# РАБОЧЕЕ ЗАДАНИЕ
Как будет выглядеть выбранный фрагмент ниже, всё от «В 2003 году» и вниз до «в этом направлении?», если заменить в нём «губернатору» на «главе области»? Приведите эту часть целиком.

В 2003 году на большой пресс-конференции в Колонном зале Дома Советов Оренбурга я задал тогдашнему губернатору А. А. Чернышеву вопрос на тему долга власти народу, больную для всех оренбуржцев тему:
– Через год исполнится 50 лет войсковым учениям с применением атомного оружия на Тоцком полигоне. Вы первым 14 лет назад на государственном уровне подняли эту проблему. Семь лет спустя мы получили постановление правительства № 1561 за подписью Виктора Степановича Черномырдина, где предусматривалось финансирование строительства медицинских учреждений в пострадавших от взрыва районах. Но денег область не получила, потому что случился дефолт и секвестирование бюджета. Собираетесь ли вы продолжить свою работу в этом направлении?

# ИСХОДНЫЕ ДАННЫЕ
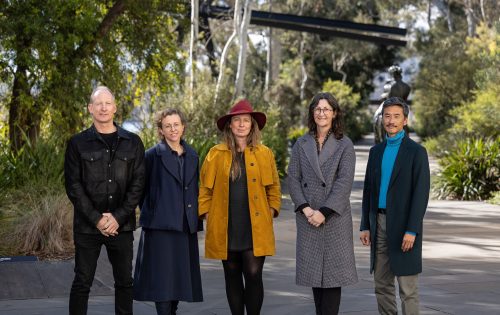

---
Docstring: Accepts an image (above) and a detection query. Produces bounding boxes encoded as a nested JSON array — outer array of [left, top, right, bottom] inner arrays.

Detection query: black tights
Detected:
[[313, 287, 341, 315], [222, 249, 266, 315]]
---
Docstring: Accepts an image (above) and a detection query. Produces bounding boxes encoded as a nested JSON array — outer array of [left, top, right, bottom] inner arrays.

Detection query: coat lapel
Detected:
[[184, 147, 198, 184], [388, 137, 407, 188], [302, 134, 325, 182], [373, 142, 387, 197], [156, 142, 182, 183]]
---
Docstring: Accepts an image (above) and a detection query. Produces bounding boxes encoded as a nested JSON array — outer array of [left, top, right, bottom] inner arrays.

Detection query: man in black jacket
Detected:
[[64, 86, 145, 315], [360, 97, 430, 315]]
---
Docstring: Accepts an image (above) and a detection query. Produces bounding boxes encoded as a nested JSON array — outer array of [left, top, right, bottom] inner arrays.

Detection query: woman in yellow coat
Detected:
[[198, 100, 281, 315]]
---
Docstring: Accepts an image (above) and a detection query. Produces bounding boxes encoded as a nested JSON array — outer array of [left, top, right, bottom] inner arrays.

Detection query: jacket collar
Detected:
[[87, 122, 130, 141]]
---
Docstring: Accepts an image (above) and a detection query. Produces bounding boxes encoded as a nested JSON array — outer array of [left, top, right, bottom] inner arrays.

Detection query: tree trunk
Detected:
[[199, 1, 219, 78], [9, 0, 126, 152], [433, 0, 455, 33], [234, 0, 252, 99], [214, 0, 241, 105], [189, 0, 198, 109]]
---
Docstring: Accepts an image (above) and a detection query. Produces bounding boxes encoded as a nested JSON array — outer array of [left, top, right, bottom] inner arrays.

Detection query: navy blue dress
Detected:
[[134, 146, 203, 302]]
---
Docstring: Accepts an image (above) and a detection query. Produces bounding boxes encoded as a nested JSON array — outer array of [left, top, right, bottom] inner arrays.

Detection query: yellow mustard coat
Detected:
[[198, 144, 281, 260]]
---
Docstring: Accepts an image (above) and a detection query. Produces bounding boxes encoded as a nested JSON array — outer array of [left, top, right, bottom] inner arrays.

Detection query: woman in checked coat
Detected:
[[288, 93, 358, 315]]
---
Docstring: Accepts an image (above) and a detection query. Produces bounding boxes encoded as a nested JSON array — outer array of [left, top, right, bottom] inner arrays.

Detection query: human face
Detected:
[[383, 105, 408, 137], [229, 114, 252, 139], [88, 90, 116, 125], [158, 114, 184, 144], [313, 99, 337, 130]]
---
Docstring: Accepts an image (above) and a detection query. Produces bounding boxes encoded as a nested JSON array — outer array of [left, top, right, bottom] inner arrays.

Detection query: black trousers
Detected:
[[69, 232, 134, 315], [313, 287, 342, 315]]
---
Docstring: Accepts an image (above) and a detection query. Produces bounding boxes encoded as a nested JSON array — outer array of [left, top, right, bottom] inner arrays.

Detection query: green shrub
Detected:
[[0, 138, 69, 258], [0, 138, 64, 193], [488, 191, 500, 206], [435, 137, 500, 200], [0, 191, 74, 259]]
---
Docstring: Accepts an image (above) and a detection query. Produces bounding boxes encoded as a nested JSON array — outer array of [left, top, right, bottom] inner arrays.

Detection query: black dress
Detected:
[[228, 152, 253, 251]]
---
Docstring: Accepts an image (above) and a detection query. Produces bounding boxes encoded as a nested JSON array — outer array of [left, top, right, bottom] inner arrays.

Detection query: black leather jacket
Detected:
[[64, 125, 145, 233]]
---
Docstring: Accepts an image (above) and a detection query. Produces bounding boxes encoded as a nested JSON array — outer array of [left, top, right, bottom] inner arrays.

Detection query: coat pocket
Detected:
[[113, 151, 135, 180], [81, 151, 106, 183]]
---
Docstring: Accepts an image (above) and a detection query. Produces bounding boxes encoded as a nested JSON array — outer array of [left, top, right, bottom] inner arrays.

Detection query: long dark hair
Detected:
[[307, 92, 344, 140]]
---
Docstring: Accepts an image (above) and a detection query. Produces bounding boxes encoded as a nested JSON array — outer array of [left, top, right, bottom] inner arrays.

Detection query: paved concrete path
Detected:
[[0, 137, 500, 315]]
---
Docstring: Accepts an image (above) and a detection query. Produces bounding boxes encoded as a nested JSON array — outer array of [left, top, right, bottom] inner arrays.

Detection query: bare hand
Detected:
[[302, 207, 314, 218], [96, 215, 109, 237], [308, 210, 325, 227], [102, 212, 120, 236], [359, 230, 371, 246], [401, 233, 416, 252]]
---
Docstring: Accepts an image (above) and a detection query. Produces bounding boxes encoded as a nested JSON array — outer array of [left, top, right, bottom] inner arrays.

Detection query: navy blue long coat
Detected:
[[134, 141, 203, 302], [360, 137, 430, 276], [139, 140, 199, 233]]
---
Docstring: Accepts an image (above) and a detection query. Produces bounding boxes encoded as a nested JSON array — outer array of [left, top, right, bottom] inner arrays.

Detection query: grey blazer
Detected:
[[288, 134, 358, 288]]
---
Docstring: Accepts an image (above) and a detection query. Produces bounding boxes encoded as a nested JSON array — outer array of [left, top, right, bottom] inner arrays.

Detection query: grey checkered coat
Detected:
[[288, 134, 358, 288]]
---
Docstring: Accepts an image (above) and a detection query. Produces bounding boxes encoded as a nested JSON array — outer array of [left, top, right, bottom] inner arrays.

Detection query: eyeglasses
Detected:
[[314, 107, 333, 115], [163, 124, 182, 130]]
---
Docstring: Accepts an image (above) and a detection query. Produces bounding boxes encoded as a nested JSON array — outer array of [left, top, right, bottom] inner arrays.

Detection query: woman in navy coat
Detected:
[[134, 109, 203, 315]]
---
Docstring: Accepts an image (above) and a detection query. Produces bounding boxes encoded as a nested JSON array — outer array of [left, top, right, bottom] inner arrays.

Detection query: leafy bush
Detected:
[[1, 191, 74, 258], [436, 137, 500, 200]]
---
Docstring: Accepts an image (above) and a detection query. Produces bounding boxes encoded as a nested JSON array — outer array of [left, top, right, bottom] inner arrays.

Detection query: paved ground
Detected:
[[0, 138, 500, 315]]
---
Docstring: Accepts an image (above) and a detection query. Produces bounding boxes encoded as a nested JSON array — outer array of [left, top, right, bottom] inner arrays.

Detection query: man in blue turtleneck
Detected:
[[360, 97, 430, 315]]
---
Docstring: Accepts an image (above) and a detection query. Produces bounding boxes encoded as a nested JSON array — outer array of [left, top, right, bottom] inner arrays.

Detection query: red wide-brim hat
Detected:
[[217, 100, 267, 131]]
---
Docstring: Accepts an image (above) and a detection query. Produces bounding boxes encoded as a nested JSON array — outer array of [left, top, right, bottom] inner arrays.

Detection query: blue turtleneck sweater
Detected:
[[378, 130, 405, 209]]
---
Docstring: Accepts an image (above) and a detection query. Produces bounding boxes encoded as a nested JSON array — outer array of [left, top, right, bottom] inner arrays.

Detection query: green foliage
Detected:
[[0, 0, 187, 146], [0, 138, 64, 193], [436, 137, 500, 200], [0, 190, 74, 259], [412, 20, 477, 137], [323, 80, 371, 141], [0, 138, 69, 257]]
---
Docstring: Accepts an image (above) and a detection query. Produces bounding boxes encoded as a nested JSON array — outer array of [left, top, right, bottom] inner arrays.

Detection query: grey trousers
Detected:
[[374, 214, 419, 315]]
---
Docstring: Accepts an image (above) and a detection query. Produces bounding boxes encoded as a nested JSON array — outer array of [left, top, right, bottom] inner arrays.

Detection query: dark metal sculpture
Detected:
[[373, 65, 411, 143]]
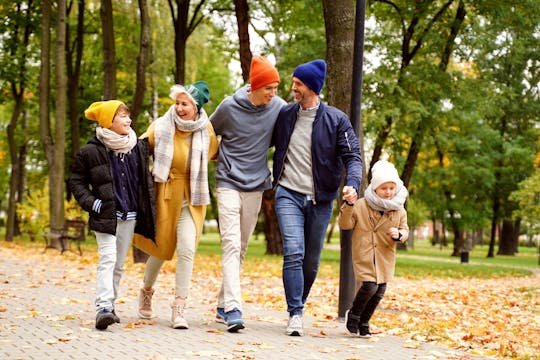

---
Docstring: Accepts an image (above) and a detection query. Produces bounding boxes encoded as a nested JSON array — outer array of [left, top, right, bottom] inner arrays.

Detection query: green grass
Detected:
[[6, 228, 538, 279]]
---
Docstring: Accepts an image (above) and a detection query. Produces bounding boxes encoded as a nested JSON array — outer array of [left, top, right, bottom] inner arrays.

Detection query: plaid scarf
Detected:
[[152, 105, 210, 205]]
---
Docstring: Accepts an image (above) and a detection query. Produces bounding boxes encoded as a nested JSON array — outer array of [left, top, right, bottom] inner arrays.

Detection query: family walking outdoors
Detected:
[[69, 56, 408, 337]]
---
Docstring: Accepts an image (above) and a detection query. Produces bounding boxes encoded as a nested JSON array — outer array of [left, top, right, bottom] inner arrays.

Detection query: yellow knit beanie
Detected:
[[84, 100, 124, 129]]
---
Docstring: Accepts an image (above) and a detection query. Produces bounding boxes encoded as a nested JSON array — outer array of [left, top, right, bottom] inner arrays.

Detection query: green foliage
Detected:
[[510, 166, 540, 234], [17, 181, 88, 240]]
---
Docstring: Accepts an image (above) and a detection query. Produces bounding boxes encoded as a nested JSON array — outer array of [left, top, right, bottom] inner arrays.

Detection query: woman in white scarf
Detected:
[[134, 81, 218, 329]]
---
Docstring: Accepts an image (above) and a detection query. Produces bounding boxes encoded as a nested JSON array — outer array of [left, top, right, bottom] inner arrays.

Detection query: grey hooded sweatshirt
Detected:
[[210, 85, 286, 192]]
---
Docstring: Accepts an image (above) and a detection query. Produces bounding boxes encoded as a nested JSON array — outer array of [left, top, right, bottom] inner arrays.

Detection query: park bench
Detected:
[[43, 219, 86, 255]]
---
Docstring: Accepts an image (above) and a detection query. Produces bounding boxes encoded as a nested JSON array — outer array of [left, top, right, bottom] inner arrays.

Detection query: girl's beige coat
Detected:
[[339, 198, 409, 288]]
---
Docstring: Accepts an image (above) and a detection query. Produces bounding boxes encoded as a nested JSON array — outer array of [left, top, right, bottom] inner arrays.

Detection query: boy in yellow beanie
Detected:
[[69, 100, 155, 330]]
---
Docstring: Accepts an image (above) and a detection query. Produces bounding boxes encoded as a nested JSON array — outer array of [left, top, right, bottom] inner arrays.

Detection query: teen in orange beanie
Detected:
[[249, 55, 279, 91], [210, 56, 285, 332]]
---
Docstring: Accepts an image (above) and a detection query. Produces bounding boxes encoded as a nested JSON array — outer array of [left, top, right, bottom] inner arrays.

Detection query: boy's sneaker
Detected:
[[137, 287, 155, 319], [216, 307, 227, 325], [359, 326, 371, 338], [285, 315, 304, 336], [96, 309, 116, 330], [113, 309, 120, 324], [225, 308, 244, 332], [171, 300, 189, 329], [345, 310, 360, 336]]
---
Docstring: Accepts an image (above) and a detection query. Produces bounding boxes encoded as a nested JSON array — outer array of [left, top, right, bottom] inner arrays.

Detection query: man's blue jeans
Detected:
[[275, 186, 332, 316]]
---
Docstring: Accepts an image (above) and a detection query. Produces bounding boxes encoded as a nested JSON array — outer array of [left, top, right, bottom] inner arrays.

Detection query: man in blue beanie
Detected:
[[273, 60, 362, 336]]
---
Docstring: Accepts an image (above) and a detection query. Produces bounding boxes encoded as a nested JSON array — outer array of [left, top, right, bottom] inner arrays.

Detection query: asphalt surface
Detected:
[[0, 248, 486, 360]]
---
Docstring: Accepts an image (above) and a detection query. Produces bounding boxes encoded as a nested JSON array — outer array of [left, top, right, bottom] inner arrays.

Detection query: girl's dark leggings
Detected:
[[351, 281, 386, 326]]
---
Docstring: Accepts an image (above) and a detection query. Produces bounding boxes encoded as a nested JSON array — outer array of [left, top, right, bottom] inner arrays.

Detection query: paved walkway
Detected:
[[0, 248, 479, 360]]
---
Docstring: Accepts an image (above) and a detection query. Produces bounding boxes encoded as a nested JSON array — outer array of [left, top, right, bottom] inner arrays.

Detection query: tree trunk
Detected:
[[234, 0, 253, 83], [49, 0, 67, 236], [173, 0, 190, 84], [262, 189, 283, 255], [99, 0, 116, 100], [39, 0, 65, 249], [497, 219, 516, 255], [130, 0, 151, 130], [323, 0, 355, 116], [6, 93, 24, 241], [66, 0, 85, 160], [401, 0, 467, 187], [5, 2, 35, 241], [131, 0, 151, 263], [486, 196, 500, 258]]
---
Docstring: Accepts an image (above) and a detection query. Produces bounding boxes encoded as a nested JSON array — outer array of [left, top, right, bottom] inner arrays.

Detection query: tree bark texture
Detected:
[[130, 0, 151, 130], [100, 0, 116, 100], [234, 0, 253, 83], [323, 0, 355, 116], [49, 0, 67, 236], [66, 0, 85, 160]]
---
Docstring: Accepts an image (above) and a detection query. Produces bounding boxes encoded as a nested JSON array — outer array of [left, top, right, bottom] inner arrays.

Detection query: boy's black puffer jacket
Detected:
[[69, 136, 156, 239]]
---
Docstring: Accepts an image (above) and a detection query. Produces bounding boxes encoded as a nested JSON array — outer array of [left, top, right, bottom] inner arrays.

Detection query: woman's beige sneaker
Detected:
[[137, 288, 156, 319], [171, 300, 189, 329]]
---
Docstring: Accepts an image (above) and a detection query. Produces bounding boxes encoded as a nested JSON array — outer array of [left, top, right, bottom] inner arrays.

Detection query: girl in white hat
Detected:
[[339, 160, 409, 337]]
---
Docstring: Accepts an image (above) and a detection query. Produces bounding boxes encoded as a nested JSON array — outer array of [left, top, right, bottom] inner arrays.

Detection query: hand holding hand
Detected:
[[388, 227, 399, 240], [343, 186, 358, 204]]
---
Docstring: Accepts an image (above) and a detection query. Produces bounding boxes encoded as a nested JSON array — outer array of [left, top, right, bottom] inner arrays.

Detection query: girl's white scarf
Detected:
[[96, 126, 137, 154], [364, 183, 409, 211], [152, 105, 210, 205]]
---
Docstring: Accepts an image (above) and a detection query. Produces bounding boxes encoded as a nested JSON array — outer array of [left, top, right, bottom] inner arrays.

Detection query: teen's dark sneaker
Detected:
[[216, 308, 227, 325], [96, 309, 116, 330], [113, 310, 120, 324], [225, 308, 244, 332], [137, 287, 156, 319], [358, 326, 371, 338], [345, 310, 360, 336]]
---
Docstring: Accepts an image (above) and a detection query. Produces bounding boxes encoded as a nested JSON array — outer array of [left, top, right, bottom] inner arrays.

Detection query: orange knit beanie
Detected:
[[249, 56, 279, 90]]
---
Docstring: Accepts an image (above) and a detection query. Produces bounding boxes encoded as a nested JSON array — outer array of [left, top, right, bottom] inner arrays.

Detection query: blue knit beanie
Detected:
[[293, 59, 326, 95]]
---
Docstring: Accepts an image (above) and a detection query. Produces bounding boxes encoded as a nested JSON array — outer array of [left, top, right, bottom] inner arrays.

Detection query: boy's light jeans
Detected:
[[144, 203, 197, 298], [216, 187, 263, 312], [94, 219, 136, 312]]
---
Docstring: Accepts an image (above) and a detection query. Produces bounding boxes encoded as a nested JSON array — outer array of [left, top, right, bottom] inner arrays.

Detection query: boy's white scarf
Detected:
[[96, 126, 137, 154], [364, 184, 409, 211], [152, 105, 210, 205]]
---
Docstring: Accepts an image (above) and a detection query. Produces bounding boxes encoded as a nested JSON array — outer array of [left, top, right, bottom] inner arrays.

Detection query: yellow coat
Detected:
[[339, 198, 409, 288], [133, 122, 218, 260]]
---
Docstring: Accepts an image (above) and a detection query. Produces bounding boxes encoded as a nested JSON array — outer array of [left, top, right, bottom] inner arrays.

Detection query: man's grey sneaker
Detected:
[[285, 315, 304, 336], [359, 326, 371, 338], [345, 310, 360, 336], [216, 307, 227, 325], [96, 309, 115, 330], [225, 308, 244, 332]]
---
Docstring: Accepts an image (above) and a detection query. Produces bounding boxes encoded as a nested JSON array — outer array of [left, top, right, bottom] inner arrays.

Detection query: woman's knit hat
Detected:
[[293, 59, 326, 95], [84, 100, 124, 129], [371, 160, 403, 190], [249, 55, 279, 90], [169, 80, 210, 110]]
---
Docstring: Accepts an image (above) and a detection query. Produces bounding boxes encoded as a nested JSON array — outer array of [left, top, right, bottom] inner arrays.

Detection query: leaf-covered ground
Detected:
[[0, 243, 540, 359]]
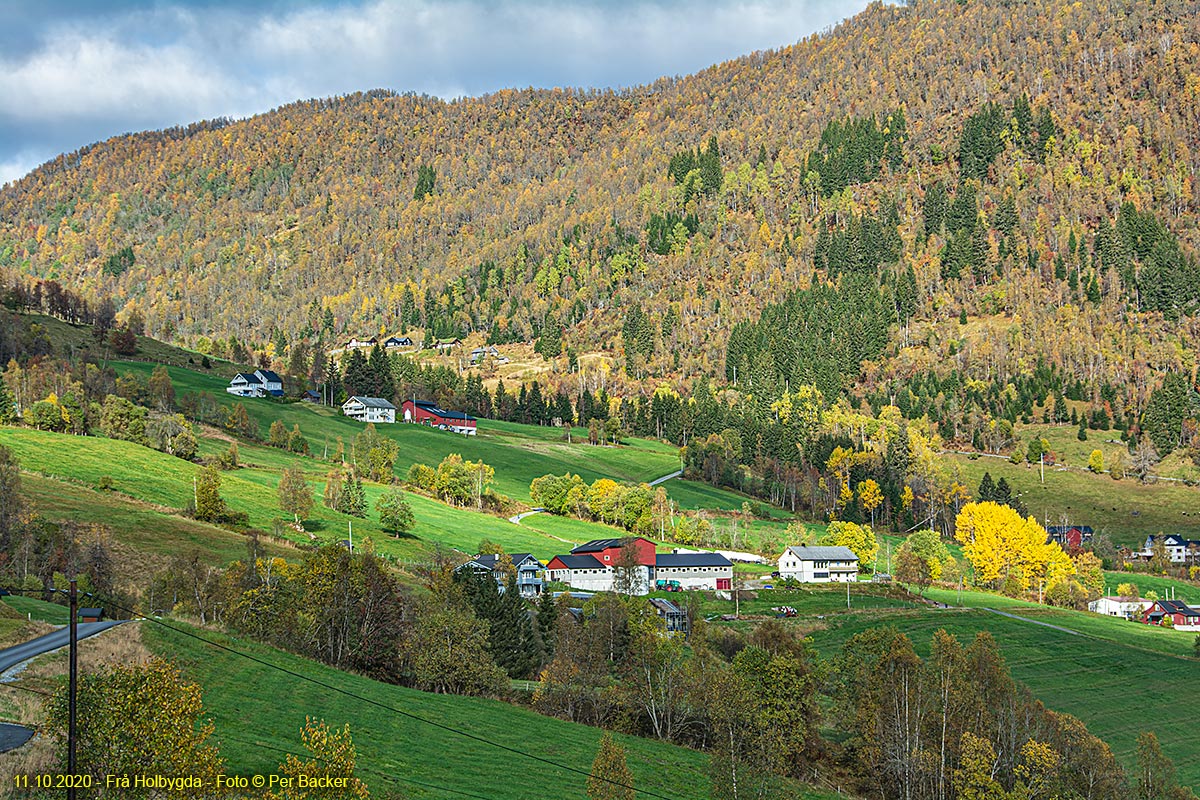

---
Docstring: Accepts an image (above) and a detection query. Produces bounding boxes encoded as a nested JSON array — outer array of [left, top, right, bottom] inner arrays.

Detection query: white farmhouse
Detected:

# РЕШЕНИЕ ЗАДАНИЯ
В 2003 году на большой пресс-конференции в Колонном зале Дома Советов Оренбурга я задал тогдашнему главе области А. А. Чернышеву вопрос на тему долга власти народу, больную для всех оренбуржцев тему:
– Через год исполнится 50 лет войсковым учениям с применением атомного оружия на Тоцком полигоне. Вы первым 14 лет назад на государственном уровне подняли эту проблему. Семь лет спустя мы получили постановление правительства № 1561 за подписью Виктора Степановича Черномырдина, где предусматривалось финансирование строительства медицинских учреждений в пострадавших от взрыва районах. Но денег область не получила, потому что случился дефолт и секвестирование бюджета. Собираетесь ли вы продолжить свою работу в этом направлении?